→ **YOUR ASSIGNMENT**
From the records below, copy out exactly the lines from the one containing "Where can the boy on" to the one containing "Where can the black cap", both included. Add nothing else.

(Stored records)
----

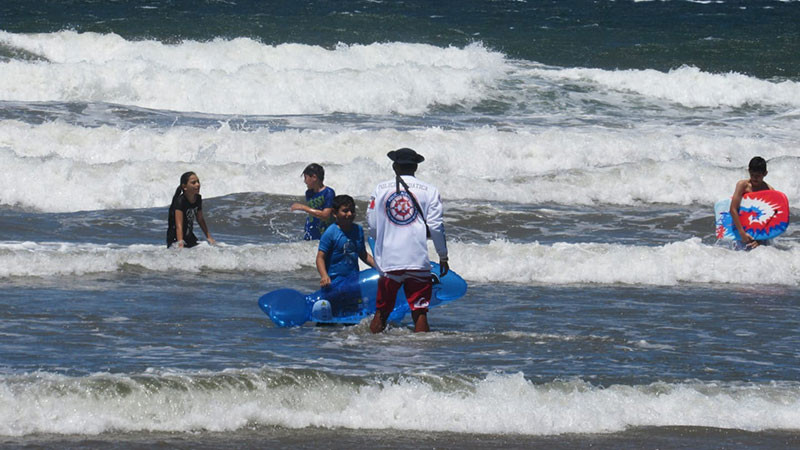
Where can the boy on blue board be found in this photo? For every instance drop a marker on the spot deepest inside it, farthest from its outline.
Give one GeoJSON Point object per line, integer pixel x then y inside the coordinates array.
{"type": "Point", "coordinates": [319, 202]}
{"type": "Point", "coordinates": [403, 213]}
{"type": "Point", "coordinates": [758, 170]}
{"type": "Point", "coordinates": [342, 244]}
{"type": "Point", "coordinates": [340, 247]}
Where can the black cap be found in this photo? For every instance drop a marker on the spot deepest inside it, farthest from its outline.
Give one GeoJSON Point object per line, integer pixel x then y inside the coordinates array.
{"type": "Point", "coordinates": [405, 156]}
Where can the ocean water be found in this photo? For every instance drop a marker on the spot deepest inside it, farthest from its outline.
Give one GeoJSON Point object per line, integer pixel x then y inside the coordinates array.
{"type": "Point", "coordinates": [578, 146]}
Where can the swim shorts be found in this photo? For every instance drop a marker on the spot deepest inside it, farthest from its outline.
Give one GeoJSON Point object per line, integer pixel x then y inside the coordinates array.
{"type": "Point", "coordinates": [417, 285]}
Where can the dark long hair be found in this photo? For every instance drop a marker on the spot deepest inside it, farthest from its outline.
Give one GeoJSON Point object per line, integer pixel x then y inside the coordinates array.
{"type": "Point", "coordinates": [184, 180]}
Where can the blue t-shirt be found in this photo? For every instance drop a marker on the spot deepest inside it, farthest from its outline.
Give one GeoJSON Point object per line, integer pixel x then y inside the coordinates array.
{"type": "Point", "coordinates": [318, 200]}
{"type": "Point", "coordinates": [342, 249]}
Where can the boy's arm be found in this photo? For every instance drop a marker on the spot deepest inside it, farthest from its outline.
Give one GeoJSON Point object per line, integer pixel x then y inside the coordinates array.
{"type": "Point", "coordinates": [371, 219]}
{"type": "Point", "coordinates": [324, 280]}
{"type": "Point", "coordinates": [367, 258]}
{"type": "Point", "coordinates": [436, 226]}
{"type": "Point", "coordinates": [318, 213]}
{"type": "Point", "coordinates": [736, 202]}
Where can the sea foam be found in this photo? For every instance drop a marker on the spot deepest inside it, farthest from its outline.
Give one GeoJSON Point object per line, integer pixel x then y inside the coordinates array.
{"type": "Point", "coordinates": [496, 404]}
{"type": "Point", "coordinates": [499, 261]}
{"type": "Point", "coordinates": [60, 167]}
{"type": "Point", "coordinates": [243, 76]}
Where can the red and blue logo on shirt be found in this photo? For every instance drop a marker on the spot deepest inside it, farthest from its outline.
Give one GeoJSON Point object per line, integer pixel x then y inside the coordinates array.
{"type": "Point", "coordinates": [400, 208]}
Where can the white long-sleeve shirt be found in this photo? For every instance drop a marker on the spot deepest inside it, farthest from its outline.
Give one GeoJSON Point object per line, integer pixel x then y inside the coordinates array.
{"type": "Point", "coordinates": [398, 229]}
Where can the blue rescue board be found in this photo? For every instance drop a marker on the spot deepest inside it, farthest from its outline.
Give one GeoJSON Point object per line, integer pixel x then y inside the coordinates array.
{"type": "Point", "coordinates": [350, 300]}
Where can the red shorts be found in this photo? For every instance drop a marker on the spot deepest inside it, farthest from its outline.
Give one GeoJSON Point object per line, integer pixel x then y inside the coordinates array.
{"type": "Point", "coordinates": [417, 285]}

----

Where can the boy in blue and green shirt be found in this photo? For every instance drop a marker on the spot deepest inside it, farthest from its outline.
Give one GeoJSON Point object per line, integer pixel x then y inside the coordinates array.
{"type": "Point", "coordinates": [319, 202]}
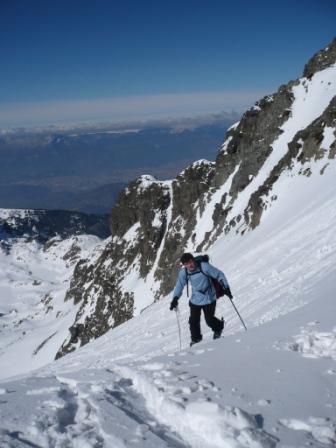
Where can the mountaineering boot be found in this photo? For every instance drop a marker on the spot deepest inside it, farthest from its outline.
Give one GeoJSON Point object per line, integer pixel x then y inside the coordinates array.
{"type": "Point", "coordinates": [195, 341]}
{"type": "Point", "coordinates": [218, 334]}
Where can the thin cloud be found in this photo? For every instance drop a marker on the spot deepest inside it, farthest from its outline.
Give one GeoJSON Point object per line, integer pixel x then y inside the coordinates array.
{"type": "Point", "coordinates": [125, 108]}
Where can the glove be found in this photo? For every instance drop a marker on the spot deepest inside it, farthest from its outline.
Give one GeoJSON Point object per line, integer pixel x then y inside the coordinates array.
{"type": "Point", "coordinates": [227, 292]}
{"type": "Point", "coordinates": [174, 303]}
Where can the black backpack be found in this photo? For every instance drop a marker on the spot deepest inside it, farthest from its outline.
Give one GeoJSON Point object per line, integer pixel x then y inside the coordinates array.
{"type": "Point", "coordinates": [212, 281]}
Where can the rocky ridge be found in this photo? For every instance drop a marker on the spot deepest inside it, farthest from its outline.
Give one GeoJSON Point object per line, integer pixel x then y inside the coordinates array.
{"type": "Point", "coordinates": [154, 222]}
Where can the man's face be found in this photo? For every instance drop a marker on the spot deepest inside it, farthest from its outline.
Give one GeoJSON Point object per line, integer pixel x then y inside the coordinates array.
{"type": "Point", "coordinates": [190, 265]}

----

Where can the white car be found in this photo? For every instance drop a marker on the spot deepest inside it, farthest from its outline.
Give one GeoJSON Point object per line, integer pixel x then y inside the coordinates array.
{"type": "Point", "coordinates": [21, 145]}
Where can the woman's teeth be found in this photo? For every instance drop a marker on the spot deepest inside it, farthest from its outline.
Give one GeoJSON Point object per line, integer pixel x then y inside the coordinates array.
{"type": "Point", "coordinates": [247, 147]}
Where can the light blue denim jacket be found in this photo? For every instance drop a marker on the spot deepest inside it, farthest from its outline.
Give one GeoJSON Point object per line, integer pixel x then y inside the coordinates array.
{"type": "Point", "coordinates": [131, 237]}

----

→ **FINISHED EXERCISE**
Where can the boy on blue board be found in this photo? For every instance drop a marker on the spot deepest inside it, farthest from its outline.
Give one GeoJSON Point object per line, integer pixel x then y inside the coordinates array.
{"type": "Point", "coordinates": [319, 202]}
{"type": "Point", "coordinates": [403, 213]}
{"type": "Point", "coordinates": [758, 170]}
{"type": "Point", "coordinates": [342, 244]}
{"type": "Point", "coordinates": [340, 247]}
Where can the black cap be found in this photo? For every instance drop a marker on the spot deepest inside it, farthest from its outline.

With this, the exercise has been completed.